**Trecho fornecido**
--

Para John Maynard Keynes o desemprego elevado resultava da falta de demanda de produtos e serviços. Sua solução: que os governos se encarregassem do déficit investindo em obras públicas e outros projetos para aumentar a necessidade de trabalhadores. As propostas respaldaram a política do New Deal do presidente Franklin Roosevelt.

Keynes, John Maynard (1883-1946), economista britânico.
Em 1930, escreveu o “Tratado sobre o dinheiro”, procurando explicar por que a economia funciona de forma irregular, enfrentando alterações nos ciclos econômicos. Em sua obra “A teoria geral do emprego, lucro e moeda” (1936), analisou os problemas relativos às grandes recessões, sustentando a inexistência de mecanismos de ajuste automático que permitam à economia recuperar-se delas.

Afirmava que a poupança não investida prolonga a estagnação econômica e que o investimento das empresas comerciais depende da criação de novos mercados, de novos avanços técnicos e de outras variáveis independentes da taxa de juros ou da poupança.

Dado que o investimento empresarial flutua, não se pode esperar que este possa preservar um alto nível de emprego e receitas estáveis; e propõe que o gasto público deve compensar o investimento privado insuficiente durante uma recessão.

Em 1944, dirigiu a delegação britânica na Conferência de Bretton Woods, onde promoveu a criação do Banco Internacional de Reconstrução e Desenvolvimento (BIRD) e do Fundo Monetário Internacional (FMI). Suas idéias influíram na criação de uma nova escola de pensamento denominada keynesianismo.

--

Registros de anotação de coordenadas

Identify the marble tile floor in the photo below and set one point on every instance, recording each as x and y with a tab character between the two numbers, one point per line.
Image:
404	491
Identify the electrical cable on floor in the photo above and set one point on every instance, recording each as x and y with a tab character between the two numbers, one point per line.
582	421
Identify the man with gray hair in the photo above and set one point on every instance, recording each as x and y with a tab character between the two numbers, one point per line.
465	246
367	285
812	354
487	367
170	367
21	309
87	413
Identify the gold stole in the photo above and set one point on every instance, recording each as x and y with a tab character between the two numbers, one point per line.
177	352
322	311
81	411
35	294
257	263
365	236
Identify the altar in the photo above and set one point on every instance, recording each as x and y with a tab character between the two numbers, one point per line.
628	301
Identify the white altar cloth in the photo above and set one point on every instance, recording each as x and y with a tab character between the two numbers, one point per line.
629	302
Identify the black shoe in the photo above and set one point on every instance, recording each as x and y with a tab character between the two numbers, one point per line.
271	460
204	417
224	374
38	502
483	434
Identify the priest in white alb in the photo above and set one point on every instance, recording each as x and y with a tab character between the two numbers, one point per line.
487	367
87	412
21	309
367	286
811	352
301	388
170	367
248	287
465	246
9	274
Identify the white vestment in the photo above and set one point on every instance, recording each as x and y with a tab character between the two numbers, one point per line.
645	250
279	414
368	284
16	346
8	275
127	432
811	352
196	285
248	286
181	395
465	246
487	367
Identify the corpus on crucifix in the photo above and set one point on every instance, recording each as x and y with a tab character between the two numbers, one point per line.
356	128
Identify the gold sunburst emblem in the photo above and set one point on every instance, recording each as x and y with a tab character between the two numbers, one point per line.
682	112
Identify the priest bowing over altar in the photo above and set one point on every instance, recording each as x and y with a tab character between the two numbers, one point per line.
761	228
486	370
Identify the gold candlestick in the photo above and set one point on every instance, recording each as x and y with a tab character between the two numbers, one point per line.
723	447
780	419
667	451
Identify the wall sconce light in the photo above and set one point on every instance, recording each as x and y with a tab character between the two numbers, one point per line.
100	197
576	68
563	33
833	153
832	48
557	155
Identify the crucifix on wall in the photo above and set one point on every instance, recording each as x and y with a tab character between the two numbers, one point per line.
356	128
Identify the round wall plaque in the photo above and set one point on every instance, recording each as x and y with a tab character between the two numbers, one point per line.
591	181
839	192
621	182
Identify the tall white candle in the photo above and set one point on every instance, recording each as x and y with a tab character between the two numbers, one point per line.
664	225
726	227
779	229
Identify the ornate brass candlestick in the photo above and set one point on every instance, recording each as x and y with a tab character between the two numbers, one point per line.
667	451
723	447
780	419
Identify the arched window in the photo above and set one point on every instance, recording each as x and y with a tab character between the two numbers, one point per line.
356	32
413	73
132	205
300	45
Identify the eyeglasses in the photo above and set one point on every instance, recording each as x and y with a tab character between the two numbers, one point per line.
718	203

--

**Tarefas e exercícios**
1. De acordo com o trecho fornecido sobre Keynes, por que o gasto público deve compensar o investimento privado insuficiente durante uma recessão? Responda em uma a três frases.
2. Informe quantas linhas dos registros contêm a palavra "crucifix", indicando somente o número.
Os registros não têm relação com o trecho fornecido.

**Resultados dos exercícios**
1. O investimento empresarial flutua. Por isso, não se pode esperar que ele preserve um alto nível de emprego e receitas estáveis.

2. 2